▶ _DIRECTIONS_:
Can you retype all of the data below line for line, without changing a single character?
##### DATA SECTION
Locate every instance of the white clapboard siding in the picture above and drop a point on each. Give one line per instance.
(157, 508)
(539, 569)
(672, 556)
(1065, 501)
##########
▶ _EXERCISE SOLUTION_:
Locate every instance of the white clapboard siding in the picture above and drop a point on each. Give one line per instance.
(157, 508)
(539, 569)
(672, 556)
(1065, 501)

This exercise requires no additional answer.